# RECORD EXCERPTS
§ §

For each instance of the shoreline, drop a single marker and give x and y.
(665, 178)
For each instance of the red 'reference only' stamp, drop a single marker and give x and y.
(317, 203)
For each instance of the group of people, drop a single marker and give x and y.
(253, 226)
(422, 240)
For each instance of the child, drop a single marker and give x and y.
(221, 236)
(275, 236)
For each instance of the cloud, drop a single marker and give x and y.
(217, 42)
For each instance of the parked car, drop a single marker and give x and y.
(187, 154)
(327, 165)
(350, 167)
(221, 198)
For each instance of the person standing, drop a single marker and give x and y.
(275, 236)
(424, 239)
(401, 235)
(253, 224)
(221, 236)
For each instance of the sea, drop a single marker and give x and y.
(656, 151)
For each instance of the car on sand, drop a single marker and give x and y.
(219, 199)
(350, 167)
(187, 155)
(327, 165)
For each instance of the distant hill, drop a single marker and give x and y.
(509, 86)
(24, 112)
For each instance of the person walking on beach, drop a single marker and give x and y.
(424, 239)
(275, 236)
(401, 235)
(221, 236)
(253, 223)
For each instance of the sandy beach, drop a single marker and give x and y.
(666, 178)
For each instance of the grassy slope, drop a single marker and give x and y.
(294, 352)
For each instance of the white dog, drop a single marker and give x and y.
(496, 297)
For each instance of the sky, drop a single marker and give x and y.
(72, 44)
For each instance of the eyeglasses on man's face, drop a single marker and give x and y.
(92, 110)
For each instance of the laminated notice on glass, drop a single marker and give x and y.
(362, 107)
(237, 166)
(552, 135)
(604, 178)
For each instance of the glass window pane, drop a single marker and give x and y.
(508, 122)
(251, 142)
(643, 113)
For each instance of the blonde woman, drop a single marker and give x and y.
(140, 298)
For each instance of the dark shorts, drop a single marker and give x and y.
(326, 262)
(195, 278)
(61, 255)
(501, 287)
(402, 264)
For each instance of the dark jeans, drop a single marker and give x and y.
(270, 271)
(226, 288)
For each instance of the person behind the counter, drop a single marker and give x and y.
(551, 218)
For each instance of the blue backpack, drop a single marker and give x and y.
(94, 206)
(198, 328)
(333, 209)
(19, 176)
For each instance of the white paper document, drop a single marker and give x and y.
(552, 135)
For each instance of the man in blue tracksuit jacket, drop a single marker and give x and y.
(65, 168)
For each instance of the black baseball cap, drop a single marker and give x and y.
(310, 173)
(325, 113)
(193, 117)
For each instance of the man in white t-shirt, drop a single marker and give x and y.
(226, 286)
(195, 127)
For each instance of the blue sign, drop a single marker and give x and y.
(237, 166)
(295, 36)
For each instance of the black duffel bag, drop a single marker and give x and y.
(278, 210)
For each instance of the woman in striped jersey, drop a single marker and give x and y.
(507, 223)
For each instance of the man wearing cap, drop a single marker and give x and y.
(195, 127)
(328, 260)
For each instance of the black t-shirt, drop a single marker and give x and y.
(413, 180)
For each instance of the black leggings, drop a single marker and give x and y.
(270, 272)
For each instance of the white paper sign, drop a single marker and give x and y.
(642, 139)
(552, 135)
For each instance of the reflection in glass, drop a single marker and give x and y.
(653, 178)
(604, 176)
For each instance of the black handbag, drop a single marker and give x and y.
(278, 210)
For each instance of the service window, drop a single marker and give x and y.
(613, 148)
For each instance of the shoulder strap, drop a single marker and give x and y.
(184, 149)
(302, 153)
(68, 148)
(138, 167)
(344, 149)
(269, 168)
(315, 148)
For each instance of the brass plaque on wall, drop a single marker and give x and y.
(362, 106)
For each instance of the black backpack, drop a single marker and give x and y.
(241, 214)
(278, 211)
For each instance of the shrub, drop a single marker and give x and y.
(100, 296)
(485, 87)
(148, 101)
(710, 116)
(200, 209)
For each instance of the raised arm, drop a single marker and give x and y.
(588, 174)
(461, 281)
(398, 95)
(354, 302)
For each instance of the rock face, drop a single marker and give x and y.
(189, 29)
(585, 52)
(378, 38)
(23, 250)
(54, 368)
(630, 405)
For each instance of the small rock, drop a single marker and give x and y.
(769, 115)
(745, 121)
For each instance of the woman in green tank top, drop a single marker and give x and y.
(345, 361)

§ §

# GIVEN TASK
Change every "drop a single marker" in the listing above to "place one point" and keep all other text as it is.

# OUTPUT
For each instance of the shoreline, place one point and give x and y.
(665, 178)
For each instance of the red 'reference only' stamp, place one point and give x and y.
(317, 203)
For each instance of the group of people, place one point and give x and y.
(253, 226)
(422, 240)
For each instance of the child, place one point and give x and y.
(221, 236)
(275, 236)
For each instance of the cloud, place one point and give x and y.
(217, 42)
For each instance of the parked car, place one point and give x and y.
(187, 154)
(327, 165)
(350, 167)
(221, 198)
For each instance of the person standing, place one point and give x and y.
(275, 236)
(424, 239)
(401, 235)
(253, 224)
(221, 236)
For each instance of the sea, place one point and give x and y.
(656, 151)
For each instance of the car on sand, place one point and give x and y.
(219, 199)
(350, 167)
(187, 155)
(327, 165)
For each instance of the distant hill, place one point and give x and y.
(509, 86)
(24, 112)
For each instance of the person walking on beach, place one point and give x and y.
(424, 239)
(275, 236)
(401, 235)
(221, 236)
(253, 223)
For each instance of the sandy beach, place one point and give x and y.
(666, 178)
For each instance of the grassy slope, place one point and give x and y.
(294, 352)
For each instance of the white dog, place one point and give x and y.
(496, 297)
For each instance of the sky, place one point and give x and y.
(72, 44)
For each instance of the eyeglasses on man's face, place one point and give x and y.
(92, 110)
For each instance of the laminated notice on glass, place one point and give x and y.
(362, 107)
(237, 166)
(552, 135)
(604, 178)
For each instance of the glass window pane, place one point and give x and y.
(508, 122)
(251, 142)
(643, 113)
For each instance of the blonde woman, place one point and give x and y.
(140, 298)
For each instance of the dark shorts, place one point and give x and y.
(326, 262)
(195, 278)
(61, 255)
(501, 287)
(402, 264)
For each instance of the dark jeans, place one point and give x and y.
(270, 271)
(226, 288)
For each instance of the person behind the counter, place one point and give x and y.
(551, 218)
For each instance of the blue backpack, place one point and give x and y.
(94, 206)
(198, 328)
(333, 209)
(19, 176)
For each instance of the white paper document, place one point and give x and y.
(552, 135)
For each instance of the man in blue tracksuit jacket, place one point and give x and y.
(65, 168)
For each instance of the black baseball cap, place one point and give x and y.
(310, 173)
(325, 113)
(193, 117)
For each instance of the man in white t-shirt, place one point and give x and y.
(226, 286)
(195, 127)
For each instance of the blue sign, place one point and give x and y.
(237, 166)
(295, 36)
For each instance of the black duffel bag, place one point and give x and y.
(278, 210)
For each instance of the woman in striped jersey, place one point and give x and y.
(507, 223)
For each instance of the man wearing cap, place one point and give x and y.
(195, 127)
(328, 260)
For each instance of the black t-shirt, place one point and give x and y.
(413, 180)
For each instance of the black leggings, place one point and give x and y.
(270, 272)
For each instance of the white paper sign, place one point and give x and y.
(642, 139)
(552, 135)
For each instance of the reflection in glass, place one point and give x and y.
(653, 178)
(604, 176)
For each instance of the black handbag, place one point and give x and y.
(278, 210)
For each instance of the service window, place one point and give x and y.
(613, 148)
For each instance of the shoulder strap, place one point and give x and y.
(184, 149)
(302, 153)
(68, 148)
(138, 167)
(344, 149)
(269, 168)
(315, 148)
For each instance of the brass plaque on wall, place one point and give x and y.
(362, 106)
For each instance of the black backpack, place one point and give x and y.
(241, 214)
(278, 211)
For each instance of the shrub, place one point and give x and y.
(100, 296)
(485, 87)
(148, 101)
(710, 116)
(200, 209)
For each instance of the raised arm, place one point and give x and y.
(588, 174)
(461, 281)
(398, 95)
(354, 302)
For each instance of the rock face, place one point and give x and y.
(189, 29)
(585, 52)
(378, 38)
(23, 250)
(54, 368)
(630, 405)
For each instance of the small rock, place one point and give x and y.
(769, 115)
(745, 121)
For each instance of the woman in green tank top, place one point and give x and y.
(345, 361)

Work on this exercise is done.